Requirements: Pick up the forum thread below on a T-SQL counterpart to JavaScript's eval and continue it from the point where it stops.

* Begin Reading text *

# Miscellaneous > Database Design >  TSQL equivalent of "Eval"?

## Doug Wendel

Hello all,

Does anyone know if there&#39;s a TSQL function that acts like a JavaScript eval? What I&#39;d like to do is declare some of my SQL code as text variables and then use that code later by referencing that variable. Is there a way to do this?

----------


## SteveNom

I had the same problem. I found this solution:

Declare @SQL as varchar(1000);

SET @SQL = 'DECLARE Transfers_Cursor CURSOR FOR 
SELECT * FROM tblTransferWorksheet WHERE Trans_ID IN (' + @Trans_IDs + ')' 
EXEC (@SQL)

* End Reading text *
* Begin Data rows *

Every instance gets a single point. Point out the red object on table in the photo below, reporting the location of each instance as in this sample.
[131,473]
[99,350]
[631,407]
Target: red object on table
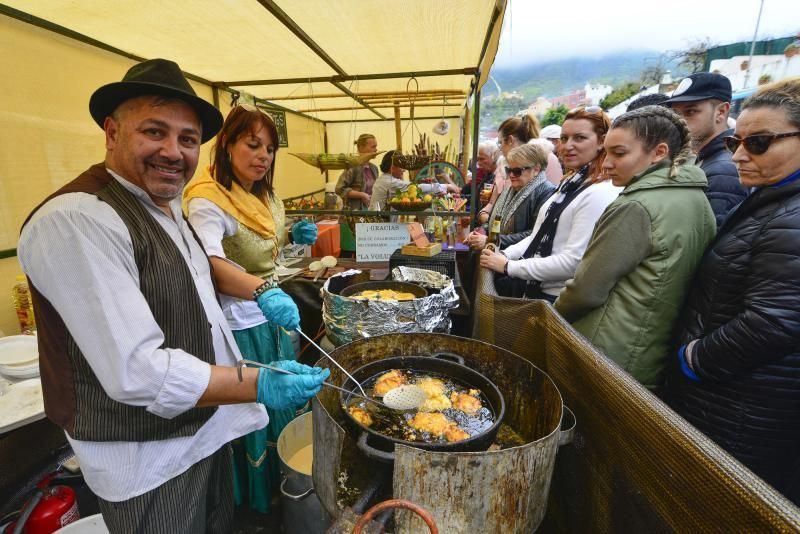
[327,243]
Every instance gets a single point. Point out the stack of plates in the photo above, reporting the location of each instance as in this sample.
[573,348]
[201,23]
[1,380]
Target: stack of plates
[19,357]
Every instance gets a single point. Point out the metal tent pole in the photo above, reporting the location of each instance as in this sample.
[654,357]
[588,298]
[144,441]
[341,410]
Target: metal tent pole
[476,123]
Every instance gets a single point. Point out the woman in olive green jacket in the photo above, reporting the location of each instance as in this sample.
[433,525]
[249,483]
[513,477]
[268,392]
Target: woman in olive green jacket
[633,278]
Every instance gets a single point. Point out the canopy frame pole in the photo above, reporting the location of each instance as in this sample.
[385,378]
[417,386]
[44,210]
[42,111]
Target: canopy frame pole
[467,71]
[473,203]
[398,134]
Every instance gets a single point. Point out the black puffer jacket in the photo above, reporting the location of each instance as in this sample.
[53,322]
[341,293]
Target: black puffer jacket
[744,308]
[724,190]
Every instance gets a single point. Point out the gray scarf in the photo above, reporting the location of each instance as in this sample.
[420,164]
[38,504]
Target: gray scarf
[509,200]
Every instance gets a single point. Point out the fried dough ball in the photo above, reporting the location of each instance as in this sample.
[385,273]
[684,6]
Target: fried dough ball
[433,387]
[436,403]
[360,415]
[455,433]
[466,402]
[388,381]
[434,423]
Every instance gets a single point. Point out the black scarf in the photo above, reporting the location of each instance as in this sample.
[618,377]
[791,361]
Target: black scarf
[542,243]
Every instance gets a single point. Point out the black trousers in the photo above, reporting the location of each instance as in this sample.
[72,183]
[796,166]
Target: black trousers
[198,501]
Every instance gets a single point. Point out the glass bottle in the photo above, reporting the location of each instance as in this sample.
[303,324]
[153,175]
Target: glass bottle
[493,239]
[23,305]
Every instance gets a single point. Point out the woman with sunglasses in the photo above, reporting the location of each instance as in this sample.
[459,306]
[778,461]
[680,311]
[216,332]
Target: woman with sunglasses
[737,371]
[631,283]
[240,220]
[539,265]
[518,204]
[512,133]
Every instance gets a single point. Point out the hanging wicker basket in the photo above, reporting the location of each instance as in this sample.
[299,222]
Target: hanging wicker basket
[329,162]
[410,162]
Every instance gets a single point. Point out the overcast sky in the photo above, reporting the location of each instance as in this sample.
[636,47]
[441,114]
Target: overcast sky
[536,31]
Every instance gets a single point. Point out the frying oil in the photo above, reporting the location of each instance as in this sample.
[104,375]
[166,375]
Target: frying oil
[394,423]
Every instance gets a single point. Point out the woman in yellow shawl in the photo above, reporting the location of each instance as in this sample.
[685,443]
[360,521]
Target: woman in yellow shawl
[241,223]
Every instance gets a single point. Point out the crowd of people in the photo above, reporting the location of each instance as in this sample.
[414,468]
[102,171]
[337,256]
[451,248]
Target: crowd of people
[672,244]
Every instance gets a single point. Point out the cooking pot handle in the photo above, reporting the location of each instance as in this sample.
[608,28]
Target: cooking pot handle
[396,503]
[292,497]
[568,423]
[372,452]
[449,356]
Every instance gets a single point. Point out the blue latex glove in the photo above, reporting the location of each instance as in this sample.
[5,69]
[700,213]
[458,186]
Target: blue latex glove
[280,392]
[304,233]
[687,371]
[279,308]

* End Data rows *

The response:
Fab

----------


## rmiao

Or just 

exec ('DECLARE Transfers_Cursor CURSOR FOR 
SELECT * FROM tblTransferWorksheet WHERE Trans_ID IN (' + @Trans_IDs + ')' )

It's dynamic sql in sql server term.

----------


## SteveNom

Do you know if SQL that is executed this way using Exec, will count as part of series of Transactions if enclosed within a BEGIN Transaction and Commit/rollback transaction?

----------


## rmiao

Didn't try it before.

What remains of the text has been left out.